## RECORDS:
--- START ---

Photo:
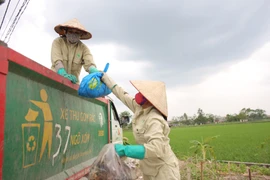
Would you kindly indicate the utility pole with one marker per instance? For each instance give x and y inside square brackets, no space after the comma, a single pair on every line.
[1,2]
[2,43]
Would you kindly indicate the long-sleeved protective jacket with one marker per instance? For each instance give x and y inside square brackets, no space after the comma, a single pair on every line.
[72,56]
[151,130]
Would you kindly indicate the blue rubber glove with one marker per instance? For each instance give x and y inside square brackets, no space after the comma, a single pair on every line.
[133,151]
[92,69]
[63,73]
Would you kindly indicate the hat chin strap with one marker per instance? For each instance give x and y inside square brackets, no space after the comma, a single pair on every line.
[140,99]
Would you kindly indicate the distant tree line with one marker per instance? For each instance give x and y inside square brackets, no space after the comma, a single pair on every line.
[246,114]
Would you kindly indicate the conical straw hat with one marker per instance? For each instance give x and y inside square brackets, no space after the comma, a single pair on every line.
[73,23]
[155,92]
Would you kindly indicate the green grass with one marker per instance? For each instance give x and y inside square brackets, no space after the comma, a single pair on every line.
[236,142]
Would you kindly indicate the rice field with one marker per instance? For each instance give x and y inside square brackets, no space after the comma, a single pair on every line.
[236,142]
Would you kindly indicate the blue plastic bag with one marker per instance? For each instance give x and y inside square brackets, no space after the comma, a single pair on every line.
[92,86]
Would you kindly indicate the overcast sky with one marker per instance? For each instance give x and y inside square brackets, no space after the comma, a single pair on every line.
[213,55]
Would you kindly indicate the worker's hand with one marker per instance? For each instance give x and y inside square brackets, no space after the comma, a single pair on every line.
[71,77]
[120,149]
[133,151]
[93,69]
[108,81]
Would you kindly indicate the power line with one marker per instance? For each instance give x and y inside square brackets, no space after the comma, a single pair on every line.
[5,14]
[15,22]
[10,19]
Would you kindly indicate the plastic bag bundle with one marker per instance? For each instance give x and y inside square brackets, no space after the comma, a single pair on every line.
[92,86]
[109,166]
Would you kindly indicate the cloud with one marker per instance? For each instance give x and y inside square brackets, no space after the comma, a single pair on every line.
[175,36]
[211,55]
[243,84]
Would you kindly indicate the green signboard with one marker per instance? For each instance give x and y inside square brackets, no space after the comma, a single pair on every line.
[48,127]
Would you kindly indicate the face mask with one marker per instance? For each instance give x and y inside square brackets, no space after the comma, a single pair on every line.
[73,37]
[140,99]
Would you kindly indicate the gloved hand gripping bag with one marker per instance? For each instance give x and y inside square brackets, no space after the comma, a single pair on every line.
[109,165]
[92,86]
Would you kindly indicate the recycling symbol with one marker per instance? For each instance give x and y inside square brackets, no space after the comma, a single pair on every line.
[31,144]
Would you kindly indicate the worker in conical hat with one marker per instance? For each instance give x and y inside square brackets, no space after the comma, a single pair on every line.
[150,129]
[69,54]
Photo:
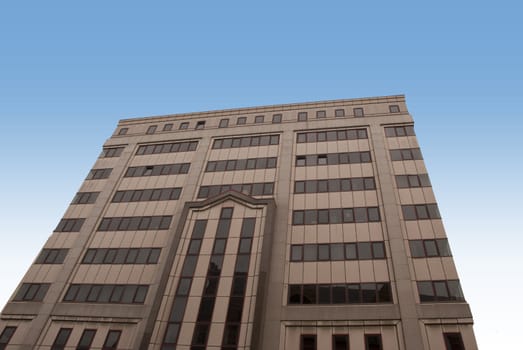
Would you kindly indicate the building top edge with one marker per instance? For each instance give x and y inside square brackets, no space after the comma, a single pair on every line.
[265,109]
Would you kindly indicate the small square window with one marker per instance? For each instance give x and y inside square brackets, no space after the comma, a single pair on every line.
[241,120]
[358,112]
[394,109]
[200,125]
[151,129]
[302,116]
[224,123]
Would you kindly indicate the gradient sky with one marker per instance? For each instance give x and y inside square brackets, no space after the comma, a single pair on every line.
[69,71]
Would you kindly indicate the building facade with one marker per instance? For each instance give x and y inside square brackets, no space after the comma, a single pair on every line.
[300,226]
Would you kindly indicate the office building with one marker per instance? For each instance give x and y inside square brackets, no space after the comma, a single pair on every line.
[300,226]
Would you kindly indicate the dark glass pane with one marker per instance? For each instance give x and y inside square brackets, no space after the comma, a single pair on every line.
[368,292]
[338,294]
[443,247]
[234,311]
[294,294]
[340,342]
[337,251]
[426,292]
[350,251]
[354,293]
[309,294]
[323,252]
[324,294]
[206,309]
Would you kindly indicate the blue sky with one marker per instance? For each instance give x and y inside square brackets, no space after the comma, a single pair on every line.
[69,71]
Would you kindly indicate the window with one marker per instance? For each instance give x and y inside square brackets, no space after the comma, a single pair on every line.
[302,116]
[111,341]
[98,174]
[373,342]
[429,248]
[354,293]
[335,185]
[61,339]
[5,336]
[340,342]
[332,135]
[151,129]
[106,293]
[200,125]
[51,256]
[334,158]
[241,120]
[157,170]
[121,256]
[85,198]
[86,339]
[420,211]
[111,152]
[135,223]
[405,154]
[223,123]
[321,114]
[308,342]
[146,195]
[246,141]
[172,147]
[69,225]
[412,181]
[453,341]
[394,108]
[358,112]
[440,291]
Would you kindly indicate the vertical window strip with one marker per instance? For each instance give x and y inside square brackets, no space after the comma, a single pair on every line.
[237,296]
[170,338]
[207,302]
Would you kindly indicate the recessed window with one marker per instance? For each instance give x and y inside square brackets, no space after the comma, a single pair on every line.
[61,339]
[151,129]
[394,109]
[241,120]
[358,112]
[86,339]
[373,342]
[302,116]
[200,125]
[224,123]
[308,342]
[453,341]
[6,335]
[111,341]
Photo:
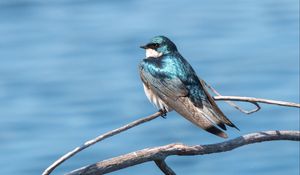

--- END ---

## WHAT YOU WILL DO:
A verbatim copy of the entries, without the pictures, is what this task requires.

## RESULT FOR THIS EXERCISE:
Photo:
Would you kindly indicate the utility pole with one marker per instance? For each instance give x and y inside square brackets, no space after the comma, a single pair on every line.
[1,2]
[2,43]
Would you kindly indicate the long-sleeved protective jacket with one marker per instance? For each instance give x and y inside square brackets, no space after the comma, a single pair on every line.
[72,56]
[151,130]
Would you kindly indicate the blue rubber glove with one marker per instance? For each instance give x and y inside square brackets, no space after the comma, a single pair on every line.
[133,151]
[92,69]
[63,73]
Would you kindly indicate the hat chin strap with one marker per instance? For each instance give x and y inside square brackets, no space after the comma, a single pair on every line.
[140,99]
Would you kindly indicate the distant tree line with one marker per instance? For each instance give x and y inside square brackets, no space after the comma, a single pair on every line.
[246,114]
Would you kindly indicate the conical straw hat with one marker per instance? For each instance give x and y inside square brackets, no space after the comma, a single pair on every line.
[73,23]
[155,92]
Would you kindly indicate the green grass with one marker per instance? For each instance give x and y inside square brackets, no space after the comma, a single pair on every line.
[236,142]
Would you kindly indicate the rice field with one marker per instance? For each instance give x and y inside square brackets, no space after the comma, a single pair on every line.
[236,142]
Would you kindly indicate the blue plastic bag with one marker per instance? For each instance give x and y inside square brackets, no space after the comma, a single pair on every line.
[92,86]
Would you kindly indicate the overcast sky with one marker per instance? For each instance give x and y inside square brackets, no space after the comma, a single pair on every line.
[213,55]
Would you kindly indicate the worker's hand with one marker per instance? For each instance give x and y inside square brackets, no space after the comma, a single pair on every line.
[71,77]
[120,149]
[133,151]
[93,69]
[108,81]
Would you kindly indicate the power line with one marker per instance? For each instance give x and y inside square brackets, no space after the comma, a single pair on every line.
[5,14]
[15,22]
[10,19]
Would you kindly indicate the plastic bag bundle with one marker per instance? For each instance give x and y inside square brackets, no space after the comma, a single pair on every line.
[92,86]
[109,166]
Would you kindly indicate the cloud with one marker per instance? For each instance give x and y inside square brackets, no space after the comma, a single pair on every line.
[175,36]
[211,55]
[243,84]
Would you kindly indicate the green signboard with one marker per instance? For each instance give x and y inside square brackets, no space after the comma, a single pair on every line.
[48,127]
Would you kindly indicate the face mask with one marker per instance? For each instance give x and y inside square brackets, no space after the comma, a single pair on every line.
[73,37]
[140,99]
Would you kindly indicate the gloved hand gripping bag with one marker per instance? For each instance give x and y inside square brackets, no space after the comma, a single pair on every line.
[109,165]
[92,86]
Would you kindly indicate the recycling symbol with one marker per instance? For each instance give x and y inside square brackets, no space after the comma, a single pair on every line.
[31,144]
Would you kindly indicate the worker in conical hat with one marker per instance? For each instance give x and y inside square brackets, no space after the comma, a single pair on every line.
[150,129]
[69,54]
Photo:
Would you kindly indicate the building top edge with one marker per instance? For each instance give x and y inside square brackets, no space after the comma, a single pair on every line.
[265,109]
Would you kindly indicate the small square window with one marker per instance? For each instance give x and y inside square brackets, no space after the comma, a single pair on every line.
[241,120]
[358,112]
[394,109]
[200,125]
[151,129]
[302,116]
[224,123]
Would you kindly indicate the gradient sky with one marker per instance? For each instance give x and y inside square brackets, no space after the comma, a single pair on every line.
[69,71]
Would you kindly indicate the building facade with one marker per instance? For each instance give x and y inside square brackets, no space after the comma, a single pair on every line.
[300,226]
Would you kindly indicate the office building with one marker per instance? For each instance give x and y inside square brackets, no space after the comma, a single pair on every line.
[300,226]
Would you kindly indicate the dark glass pane with one marker per instance? For each instance give x and y inside square brackets, no space after the comma, a single pair on every line.
[368,292]
[338,294]
[443,247]
[234,311]
[294,294]
[340,342]
[337,251]
[426,292]
[350,251]
[354,293]
[309,294]
[323,252]
[324,294]
[206,309]
Would you kindly indicate the blue sky with one marker per instance? For each instance give x and y inside square brackets, no space after the comma, a single pair on every line.
[69,71]
Would you kindly indicate the window with one marker per instance? For each instance give x and y inside square brackets, no space after the comma, a single pair on every line.
[302,116]
[111,341]
[98,174]
[373,342]
[429,248]
[354,293]
[335,185]
[61,339]
[5,336]
[340,342]
[332,135]
[151,129]
[106,293]
[200,125]
[51,256]
[334,158]
[241,120]
[157,170]
[121,256]
[85,198]
[86,339]
[420,211]
[111,152]
[135,223]
[405,154]
[223,123]
[321,114]
[308,342]
[146,195]
[246,141]
[172,147]
[69,225]
[412,181]
[453,341]
[394,108]
[358,112]
[440,291]
Would you kindly indicate the vertical window strip with one marker per instance? For each instance give x and y inside square brackets, no space after the comma, a single pair on every line.
[237,296]
[170,338]
[207,302]
Would you kindly indicate the recessed window with one marker per instance? For each instance give x and y inside square brackets, no space after the comma, a single pair on every line.
[61,339]
[151,129]
[394,109]
[241,120]
[358,112]
[86,339]
[373,342]
[302,116]
[200,125]
[224,123]
[308,342]
[453,341]
[6,335]
[111,341]
Photo:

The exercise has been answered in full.